# Start of Records shown
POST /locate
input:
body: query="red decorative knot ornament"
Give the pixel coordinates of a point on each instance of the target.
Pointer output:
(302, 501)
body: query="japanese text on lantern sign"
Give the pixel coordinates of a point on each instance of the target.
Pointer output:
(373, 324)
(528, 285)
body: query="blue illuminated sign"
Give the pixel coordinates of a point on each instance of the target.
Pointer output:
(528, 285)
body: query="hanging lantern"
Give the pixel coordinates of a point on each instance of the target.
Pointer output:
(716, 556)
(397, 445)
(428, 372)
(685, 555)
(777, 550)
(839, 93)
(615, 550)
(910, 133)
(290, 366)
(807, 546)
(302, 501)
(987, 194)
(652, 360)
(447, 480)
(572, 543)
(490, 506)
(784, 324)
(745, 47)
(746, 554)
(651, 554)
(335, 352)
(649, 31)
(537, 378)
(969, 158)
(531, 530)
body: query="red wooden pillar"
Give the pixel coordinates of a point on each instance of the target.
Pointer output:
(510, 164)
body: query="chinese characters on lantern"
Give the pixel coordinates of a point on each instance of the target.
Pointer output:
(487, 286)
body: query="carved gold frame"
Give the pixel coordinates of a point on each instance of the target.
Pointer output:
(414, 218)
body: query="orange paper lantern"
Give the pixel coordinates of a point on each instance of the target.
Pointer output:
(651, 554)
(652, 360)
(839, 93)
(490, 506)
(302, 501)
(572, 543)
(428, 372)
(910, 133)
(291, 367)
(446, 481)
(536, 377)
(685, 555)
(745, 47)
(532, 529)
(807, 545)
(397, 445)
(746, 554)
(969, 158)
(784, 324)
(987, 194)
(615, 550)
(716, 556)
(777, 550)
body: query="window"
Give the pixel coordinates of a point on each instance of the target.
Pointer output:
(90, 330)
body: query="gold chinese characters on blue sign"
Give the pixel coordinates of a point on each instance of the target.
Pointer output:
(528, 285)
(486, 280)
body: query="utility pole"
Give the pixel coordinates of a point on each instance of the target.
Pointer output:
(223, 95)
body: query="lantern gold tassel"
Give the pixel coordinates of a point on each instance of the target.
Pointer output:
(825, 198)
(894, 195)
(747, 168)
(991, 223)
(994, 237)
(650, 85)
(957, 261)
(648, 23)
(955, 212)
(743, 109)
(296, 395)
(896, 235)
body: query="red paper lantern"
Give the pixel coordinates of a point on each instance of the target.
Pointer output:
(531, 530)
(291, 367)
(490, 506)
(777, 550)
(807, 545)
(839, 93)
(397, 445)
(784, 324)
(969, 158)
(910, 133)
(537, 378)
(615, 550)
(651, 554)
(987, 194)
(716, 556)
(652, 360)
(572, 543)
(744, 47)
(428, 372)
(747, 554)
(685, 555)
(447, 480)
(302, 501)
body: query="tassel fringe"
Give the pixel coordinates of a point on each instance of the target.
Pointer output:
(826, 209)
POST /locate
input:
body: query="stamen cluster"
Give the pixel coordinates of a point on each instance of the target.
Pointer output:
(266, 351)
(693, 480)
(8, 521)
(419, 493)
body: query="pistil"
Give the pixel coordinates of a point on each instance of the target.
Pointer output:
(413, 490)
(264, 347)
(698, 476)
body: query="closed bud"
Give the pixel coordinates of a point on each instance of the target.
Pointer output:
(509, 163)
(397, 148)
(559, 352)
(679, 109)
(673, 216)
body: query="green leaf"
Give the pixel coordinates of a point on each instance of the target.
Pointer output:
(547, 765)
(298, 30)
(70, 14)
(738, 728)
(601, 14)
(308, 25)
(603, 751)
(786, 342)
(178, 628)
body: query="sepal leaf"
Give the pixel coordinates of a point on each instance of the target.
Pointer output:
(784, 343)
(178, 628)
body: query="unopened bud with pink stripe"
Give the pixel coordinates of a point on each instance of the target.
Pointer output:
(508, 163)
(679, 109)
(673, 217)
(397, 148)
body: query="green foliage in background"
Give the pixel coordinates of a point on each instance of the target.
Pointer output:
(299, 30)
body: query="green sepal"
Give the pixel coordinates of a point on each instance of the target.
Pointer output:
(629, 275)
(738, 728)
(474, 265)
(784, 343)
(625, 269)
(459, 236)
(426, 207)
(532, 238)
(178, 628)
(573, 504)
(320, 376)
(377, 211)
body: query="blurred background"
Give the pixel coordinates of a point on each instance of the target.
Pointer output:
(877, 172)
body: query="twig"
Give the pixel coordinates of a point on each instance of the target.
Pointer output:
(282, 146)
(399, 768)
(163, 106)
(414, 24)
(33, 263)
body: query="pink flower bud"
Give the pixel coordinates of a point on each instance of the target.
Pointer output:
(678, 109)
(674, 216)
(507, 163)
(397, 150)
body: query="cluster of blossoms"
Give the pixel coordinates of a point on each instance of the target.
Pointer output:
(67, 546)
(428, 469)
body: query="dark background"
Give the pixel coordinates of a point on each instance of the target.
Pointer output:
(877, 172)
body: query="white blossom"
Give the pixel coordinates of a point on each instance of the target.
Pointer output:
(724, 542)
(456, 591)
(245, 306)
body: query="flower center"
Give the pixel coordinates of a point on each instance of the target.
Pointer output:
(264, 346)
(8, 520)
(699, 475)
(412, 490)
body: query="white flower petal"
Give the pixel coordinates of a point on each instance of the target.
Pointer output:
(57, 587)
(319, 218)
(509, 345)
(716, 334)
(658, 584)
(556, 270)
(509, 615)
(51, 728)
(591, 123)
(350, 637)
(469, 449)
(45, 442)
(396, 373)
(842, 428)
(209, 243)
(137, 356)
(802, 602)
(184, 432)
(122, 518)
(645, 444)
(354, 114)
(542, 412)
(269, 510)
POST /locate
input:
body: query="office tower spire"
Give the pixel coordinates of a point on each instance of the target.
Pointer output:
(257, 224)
# End of Records shown
Short task:
Send back every record, precisely as written.

Finished answer:
POST /locate
input:
body: query="red decorative knot ornament"
Give the pixel coordinates of a point on each instance of the target.
Pointer output:
(302, 501)
body: query="japanese text on lantern sign"
Give the pixel coordinates of a point on each instance of the target.
Pointer output:
(373, 324)
(528, 285)
body: query="blue illuminated sign"
Give the pixel coordinates of a point on each instance of the target.
Pointer output:
(528, 285)
body: query="hanging lantern"
Give the pixel coordinates of a point on each instance of the target.
Pointer output:
(716, 556)
(397, 445)
(428, 372)
(685, 555)
(777, 550)
(839, 93)
(615, 550)
(910, 133)
(290, 366)
(807, 546)
(302, 501)
(987, 194)
(652, 360)
(447, 480)
(572, 543)
(490, 506)
(784, 324)
(745, 47)
(746, 554)
(651, 554)
(335, 352)
(649, 31)
(537, 378)
(969, 158)
(531, 530)
body: query="red wooden pillar"
Give the pixel coordinates of a point on each instance of the target.
Pointer output:
(510, 164)
body: query="chinese characters on lantern"
Give the pixel coordinates of a point on each instance of the target.
Pointer output:
(487, 286)
body: query="carved gold frame"
Give the pixel coordinates of a point on each instance of the target.
Pointer output:
(414, 218)
body: query="orange paper lantern"
Give the pixel coordinates of a point on each instance of the target.
Pointer output:
(651, 554)
(652, 360)
(839, 93)
(490, 506)
(302, 501)
(572, 543)
(428, 372)
(910, 133)
(291, 367)
(446, 481)
(536, 377)
(685, 555)
(745, 47)
(532, 529)
(807, 545)
(397, 445)
(746, 554)
(969, 158)
(784, 324)
(987, 194)
(615, 550)
(716, 556)
(777, 550)
body: query="window"
Give the pixel coordinates of a point on each instance of the target.
Pointer output:
(90, 330)
body: query="gold chinese characters on blue sign"
Give the pixel coordinates of a point on each instance of the target.
Pointer output:
(528, 285)
(486, 280)
body: query="utility pole"
Give the pixel coordinates of a point on each instance of the target.
Pointer output:
(223, 95)
body: query="lantern gold tassel"
Give the pixel coordinates of a point on each instance of the target.
Pointer output:
(825, 198)
(894, 195)
(747, 168)
(991, 223)
(994, 237)
(650, 85)
(957, 261)
(648, 23)
(955, 212)
(743, 109)
(296, 395)
(896, 235)
body: query="red paper lantern"
Give the pixel coordinates of a point on each instance of the target.
Pointer output:
(531, 530)
(291, 367)
(490, 506)
(777, 550)
(807, 545)
(839, 93)
(397, 445)
(784, 324)
(969, 158)
(910, 133)
(537, 378)
(615, 550)
(651, 554)
(987, 194)
(716, 556)
(652, 360)
(572, 543)
(744, 47)
(428, 372)
(747, 554)
(685, 555)
(447, 480)
(302, 501)
body: query="tassel fringe"
Give the pixel coordinates of a point on each instance of the target.
Pointer output:
(826, 209)
POST /locate
input:
body: query="stamen cluster"
Give the pixel coordinates of a point on each instance of the target.
Pointer output:
(266, 351)
(693, 480)
(8, 521)
(419, 493)
body: query="pistil"
Give the pixel coordinates of a point on each instance of the target.
Pointer output:
(413, 490)
(264, 347)
(698, 476)
body: query="closed bud"
Give the pixel coordinates of a point on each instance of the target.
Pointer output:
(509, 163)
(397, 148)
(559, 352)
(679, 109)
(673, 216)
body: query="green leaf"
Give the pixel coordinates of a point on each instance of the target.
Pointer output:
(547, 765)
(298, 30)
(70, 14)
(738, 728)
(601, 14)
(308, 25)
(603, 751)
(786, 342)
(178, 628)
body: query="sepal leaf"
Give the pixel coordinates of a point on each instance of the target.
Pointer output:
(784, 343)
(178, 628)
body: query="unopened bud with pink stripe"
Give the pixel coordinates of a point on each instance of the target.
Pointer output:
(508, 163)
(679, 109)
(673, 217)
(397, 148)
body: query="green foliage in background"
Give the pixel coordinates of a point on each instance of the target.
Pointer output:
(299, 30)
body: query="green sepal"
Give the pixel coordinates of a point on each instance of the target.
Pointer output:
(629, 275)
(738, 728)
(474, 265)
(784, 343)
(625, 269)
(459, 236)
(426, 207)
(532, 238)
(178, 628)
(573, 504)
(320, 376)
(377, 211)
body: query="blurred background"
Give the pixel coordinates of a point on each instance of the target.
Pointer output:
(877, 172)
body: query="twig"
Give the pixel coordinates of a point on each instance of the target.
Pointer output:
(282, 146)
(399, 768)
(163, 106)
(414, 24)
(33, 263)
body: query="pink flower bud"
Give the pixel coordinates of a point on each instance of the target.
Pointer output:
(678, 109)
(674, 216)
(507, 163)
(397, 150)
body: query="cluster of blossoms"
Give the pixel coordinates of a point on each instance of the target.
Pointer output:
(67, 546)
(428, 469)
body: query="dark background"
Give the pixel coordinates of a point on each instance of the target.
Pointer output:
(877, 172)
body: query="white blossom"
Give the pixel coordinates of a point on each instance of the target.
Pointer output:
(724, 542)
(456, 591)
(245, 306)
body: query="flower center"
Give the pixel coordinates of a point on each instance of the target.
Pointer output:
(264, 346)
(8, 520)
(699, 475)
(412, 490)
body: query="white flower petal"
Give the pixel coordinates of a point on each instance of the target.
Pointer output:
(57, 587)
(319, 218)
(509, 345)
(716, 334)
(658, 584)
(556, 270)
(509, 615)
(51, 728)
(591, 123)
(350, 637)
(469, 449)
(45, 442)
(396, 373)
(842, 428)
(209, 243)
(137, 356)
(802, 602)
(184, 432)
(122, 518)
(645, 444)
(354, 114)
(542, 412)
(269, 510)
POST /locate
input:
body: query="office tower spire"
Give the pixel coordinates of a point on each instance of the target.
Pointer output:
(257, 224)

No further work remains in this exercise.